| TASKS TO COMPLETE |
- 1) Answer these about the passage on CTCF binding and H3K9 methylation:
(a) About how much of mammalian genomes do transposons occupy?
(b) What kind of RNA did all the studies use for RNA-seq analysis?
(c) What approach might overcome the limits of WGBS in resolving individual transposon copies?
- 2) Can you reproduce the passage on CTCF binding and H3K9 methylation word for word, starting with "CTCF primarily peaks" and going on through "the B compartments."?
- 3) Can you pick up the passage on CTCF binding and H3K9 methylation after its final sentence and carry it forward?

CTCF primarily peaks in the A compartment and is excluded from the B compartment (Supplemental Fig. S1D). Our analysis of cells deficient in both H3K9 and H3K27 methylation demonstrated that these modifications inhibit CTCF binding within the B compartment and prevent the formation of sub-TAD structures in the B compartments.
Transposons, which occupy about half of the mammalian genomes, can serve as major sources of binding sites for various transcription factors, but they are often covered by repressive chromatin modifications. It has been previously known that H3K9 methylation regulates CTCF binding at SINE B2/B3 transposons (Sun et al. 2024; Tam et al. 2024). In this study, we also observed an increase in CTCF binding on SINE B2/B3 elements upon the loss of H3K9 methylation (Fig. 2A). Furthermore, analyses of various H3K9 methyltransferase-deficient cell lines revealed that the suppression of CTCF binding on SINE B2/B3 depends on the chromatin compartment where the SINE elements are inserted and involves different H3K9 methyltransferases (Fig. 2E). Although H3K9 methylation deficiency is known to activate transposon expression (Fukuda and Shinkai 2020), our previous RNA-seq analysis did not detect increased expression of SINE B2/B3 (Fukuda et al. 2025). Furthermore, published reports also claimed that reduction of H3K9me2/3 on SINE B2/B3 impacts on CTCF binding without alteration of their transcription (Gualdrini et al. 2022; Tam et al. 2024). All studies used poly(A) selected RNA for RNA-seq analysis, which might have failed to adequately capture SINE B2/B3 transcripts. Recently developed techniques such as melRNA-seq (Mori and Ichiyanagi 2021), which are optimized for detecting SINE expression, may help clarify how the gain of CTCF binding affects SINE transcription. In addition, H3K9 methylation loss is known to result in reduced DNA methylation (Jiang et al. 2020; Fukuda et al. 2023). Whether changes in DNA methylation contribute to the altered CTCF binding at SINE B2/B3 is an intriguing question. However, the low-depth WGBS used in this study was insufficient to assess methylation status at individual copies. Due to multimapping issues, WGBS remains limited in its ability to resolve the DNA methylation landscape of individual transposon copies. This limitation may be overcome by using direct DNA methylation detection through nanopore sequencing, which remains a future direction of our research.

| EXTRACTED MATERIAL |
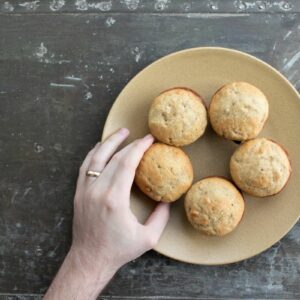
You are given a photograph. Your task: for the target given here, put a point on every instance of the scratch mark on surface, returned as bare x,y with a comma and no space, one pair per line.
59,223
131,4
38,251
31,5
291,62
110,22
56,5
215,15
63,85
52,253
73,78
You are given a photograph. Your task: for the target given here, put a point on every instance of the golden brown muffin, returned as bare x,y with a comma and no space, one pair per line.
214,206
177,117
238,111
165,173
260,167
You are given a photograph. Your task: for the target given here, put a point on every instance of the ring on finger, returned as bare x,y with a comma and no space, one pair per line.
90,173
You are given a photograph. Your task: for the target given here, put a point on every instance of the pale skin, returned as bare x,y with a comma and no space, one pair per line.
106,234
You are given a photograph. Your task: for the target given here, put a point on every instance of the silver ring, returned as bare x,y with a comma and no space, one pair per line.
92,173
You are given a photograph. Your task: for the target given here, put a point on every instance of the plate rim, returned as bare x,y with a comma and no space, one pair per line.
221,49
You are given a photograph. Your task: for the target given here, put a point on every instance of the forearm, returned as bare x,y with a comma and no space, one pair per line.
78,279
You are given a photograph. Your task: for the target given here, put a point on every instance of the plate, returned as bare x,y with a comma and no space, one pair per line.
266,220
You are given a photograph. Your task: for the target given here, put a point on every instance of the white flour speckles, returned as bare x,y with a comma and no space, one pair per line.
38,251
72,77
26,192
84,5
161,4
131,4
56,5
88,96
7,7
262,5
213,5
110,21
57,147
38,148
31,5
81,5
137,54
18,225
287,35
284,5
103,6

| ANSWERS TO EACH TASK |
- 1)
(a) About half.
(b) Poly(A) selected RNA.
(c) Direct DNA methylation detection through nanopore sequencing.

- 2)
CTCF primarily peaks in the A compartment and is excluded from the B compartment (Supplemental Fig. S1D). Our analysis of cells deficient in both H3K9 and H3K27 methylation demonstrated that these modifications inhibit CTCF binding within the B compartment and prevent the formation of sub-TAD structures in the B compartments.

- 3)
Our analysis of CTCF binding in cells deficient in both H3K9 methylation and H3K27me3 revealed additional potential CTCF binding sites that are normally repressed by these two repressive histone modifications. Furthermore, we found that not only the previously focused SINE B2/B3 transposons but also a wide variety of transposons can potentially function as CTCF binding sites (Fig. 2A). Recently, we reported that, in the absence of both H3K9 methylation and H3K27me3, uH2A functions to maintain compartmentalization (Fukuda et al. 2025). This raises the possibility that uH2A may also mask additional potential CTCF binding sites.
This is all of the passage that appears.